Cuando tenía seis años, me llevaron a la Secretaría de Gobernación. Por ser Día del Niño, los hijos del personal recibían juguetes en el patio. Quise echar la carrera. Don Edmundo, el chofer, no me dejó: la gente de mi papá quería expresar a mi madre que todavía lo recordaba. Tímida, hice un esfuerzo: “Quiero ver el lugar donde trabajaba mi papá”. Don Edmundo fue inflexible ante las secretarias y los secretarios del Secretario, que aducían que éste estaba ocupado, que no lo podían interrumpir, que su petición era absurda. “Cómo que no se puede; tiene todo el derecho de recuperar a su papá”. Un verbo, recuperar, abrió una oficina de sillones oscuros y madera en las paredes. En un amplio escritorio, estaba sentado un hombre de corbata de moño (como mi papá), quien se puso de pie para recibirme. Adolfo Ruiz Cortines sonrió. Fue cariñoso: “Te voy a enseñar algo que nadie ve cuando viene”, y abrió una puerta lateral que daba a una pequeña barbería. “Aquí le cortaban el pelo a tu papá”, musitó invitándome a probar la silla de barbero, frente al espejo que dominaba todo. Me aferré a don Edmundo, y entrecerré los ojos. Allí estaba mi padre enjabonado, platicando con el barbero. Mi pequeña vida era ya un mundo atorado en el pasado.

......

**Tareas y ejercicios**:
1. En el relato de la visita a la Secretaría de Gobernación, ¿a qué daba la puerta lateral que abrió Adolfo Ruiz Cortines?
2. Retoma el relato de la visita a la Secretaría de Gobernación justo después de su última oración.

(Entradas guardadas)
......

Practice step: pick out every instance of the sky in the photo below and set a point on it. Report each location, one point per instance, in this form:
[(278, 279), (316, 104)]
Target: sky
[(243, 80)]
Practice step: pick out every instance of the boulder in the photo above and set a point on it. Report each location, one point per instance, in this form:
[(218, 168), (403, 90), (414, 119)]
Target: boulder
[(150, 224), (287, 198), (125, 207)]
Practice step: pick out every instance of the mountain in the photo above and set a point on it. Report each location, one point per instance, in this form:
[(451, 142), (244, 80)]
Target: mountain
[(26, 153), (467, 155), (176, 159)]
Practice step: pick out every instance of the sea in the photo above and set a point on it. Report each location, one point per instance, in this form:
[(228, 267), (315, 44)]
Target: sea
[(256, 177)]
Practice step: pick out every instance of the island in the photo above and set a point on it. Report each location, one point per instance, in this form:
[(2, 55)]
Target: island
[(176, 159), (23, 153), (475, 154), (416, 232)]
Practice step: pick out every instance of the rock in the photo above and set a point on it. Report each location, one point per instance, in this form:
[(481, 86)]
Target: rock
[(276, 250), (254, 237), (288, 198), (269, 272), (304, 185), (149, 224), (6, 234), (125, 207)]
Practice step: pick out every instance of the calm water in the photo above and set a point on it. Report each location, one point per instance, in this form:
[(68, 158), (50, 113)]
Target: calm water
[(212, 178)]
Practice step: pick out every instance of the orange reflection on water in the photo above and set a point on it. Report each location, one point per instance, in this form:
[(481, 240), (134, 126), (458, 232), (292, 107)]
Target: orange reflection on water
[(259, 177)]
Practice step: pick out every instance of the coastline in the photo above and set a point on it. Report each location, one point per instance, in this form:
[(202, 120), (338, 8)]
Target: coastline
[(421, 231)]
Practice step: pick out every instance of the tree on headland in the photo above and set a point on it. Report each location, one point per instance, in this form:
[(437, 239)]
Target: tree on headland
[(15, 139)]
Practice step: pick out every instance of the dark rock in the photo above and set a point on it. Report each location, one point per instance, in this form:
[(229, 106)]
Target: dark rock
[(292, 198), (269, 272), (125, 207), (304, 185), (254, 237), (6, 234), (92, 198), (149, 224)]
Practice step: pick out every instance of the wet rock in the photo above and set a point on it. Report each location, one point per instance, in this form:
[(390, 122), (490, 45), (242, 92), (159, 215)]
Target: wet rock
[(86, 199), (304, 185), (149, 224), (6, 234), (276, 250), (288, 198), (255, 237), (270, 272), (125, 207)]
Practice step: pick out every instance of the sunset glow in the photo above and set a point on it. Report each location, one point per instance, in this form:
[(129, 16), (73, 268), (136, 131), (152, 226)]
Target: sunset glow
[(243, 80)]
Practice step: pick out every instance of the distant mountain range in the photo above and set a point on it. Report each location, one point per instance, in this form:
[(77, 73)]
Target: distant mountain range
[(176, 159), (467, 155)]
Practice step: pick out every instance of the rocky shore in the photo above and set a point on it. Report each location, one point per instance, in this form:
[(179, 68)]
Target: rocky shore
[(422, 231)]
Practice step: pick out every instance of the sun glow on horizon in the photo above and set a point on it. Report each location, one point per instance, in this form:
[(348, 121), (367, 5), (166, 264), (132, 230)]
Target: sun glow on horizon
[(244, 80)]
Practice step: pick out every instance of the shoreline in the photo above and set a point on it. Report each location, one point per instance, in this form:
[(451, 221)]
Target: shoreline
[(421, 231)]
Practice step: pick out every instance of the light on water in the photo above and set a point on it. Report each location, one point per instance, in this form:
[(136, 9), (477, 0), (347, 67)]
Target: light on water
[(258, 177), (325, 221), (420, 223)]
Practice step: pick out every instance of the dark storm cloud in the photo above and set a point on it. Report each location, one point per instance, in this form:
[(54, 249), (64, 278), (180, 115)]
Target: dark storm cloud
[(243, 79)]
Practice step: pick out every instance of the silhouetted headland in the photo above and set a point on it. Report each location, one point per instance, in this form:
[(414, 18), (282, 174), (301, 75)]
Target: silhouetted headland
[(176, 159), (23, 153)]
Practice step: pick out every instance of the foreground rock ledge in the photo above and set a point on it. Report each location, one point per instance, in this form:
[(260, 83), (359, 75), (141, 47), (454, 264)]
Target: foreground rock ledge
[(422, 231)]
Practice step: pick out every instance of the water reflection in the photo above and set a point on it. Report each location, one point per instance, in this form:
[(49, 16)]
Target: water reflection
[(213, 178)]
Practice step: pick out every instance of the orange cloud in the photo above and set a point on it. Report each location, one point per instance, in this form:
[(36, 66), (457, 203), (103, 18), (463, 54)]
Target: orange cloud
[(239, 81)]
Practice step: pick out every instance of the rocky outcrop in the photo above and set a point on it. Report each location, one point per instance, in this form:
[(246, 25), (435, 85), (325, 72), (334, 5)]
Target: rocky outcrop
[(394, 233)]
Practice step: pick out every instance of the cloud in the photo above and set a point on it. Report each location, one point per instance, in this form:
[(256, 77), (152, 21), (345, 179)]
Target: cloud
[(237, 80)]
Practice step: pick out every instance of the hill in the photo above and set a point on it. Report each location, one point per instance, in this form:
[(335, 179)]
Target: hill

......

**Respuestas a tareas**:
1. A una pequeña barbería.

2.
Conté a mis hermanos que había “recuperado” la oficina de mi papá. Se rieron. Creí llorar por haber caído en el habla errada del chofer, pero fue por no entender lo que sentía. Esa mañana de 1952, empecé a seguir la pista a un desconocido para deshacerme de su peso y vivir el presente. En ese largo y doloroso camino que me llevó a publicar Imagen de Héctor y a construir mi propia imagen, comencé por rechazar a un hombre que me abandonó, ¿no se había muerto cuando yo estaba en la cuna? Después, encontré el pensamiento de un escritor; y más tarde, hallé a un político que no claudicó a sus principios liberales ejerciendo el poder.
Hice de todo por dar con aquel extraño que latía en mi sangre, pero cuántas frustraciones. ¿No era contradictorio que siendo hija de un lector empedernido, no pudiera leer? A los doce años no lograba entender las palabras. El prodigio llegó tarde, pero aprendí a descifrar los caracteres, y las letras no cambiaban de lugar en mi mente. Entonces descubrí en la biblioteca de mi padre sus pasiones: la historia y la literatura. Persiguió cuanto libro hubo entonces sobre la Península de Yucatán, de donde salieron, entre otros libros, su Bibliografía del estado de Campeche y el Catálogo de documentos para la historia de Yucatán y Campeche, así como Piraterías en Campeche, el ensayo sobre fray Diego de Landa que sirvió de prólogo a la Relación de las cosas de Yucatán editada por Pedro Robledo; la traducción y anotación a la Historia y Crónica de Chac-Xulub-Chen de Ah Nakuk Pech; los “Orígenes económicos y sociales sobre la guerra de castas”, prólogo al Diario de nuestro viaje por Estados Unidos. La pretendida anexión de Yucatán de Justo Sierra O’Reilly. De su interés por la historia y de su pluma de novelista salieron también Juárez, el impasible y Cuauhtémoc, vida y muerte de una cultura.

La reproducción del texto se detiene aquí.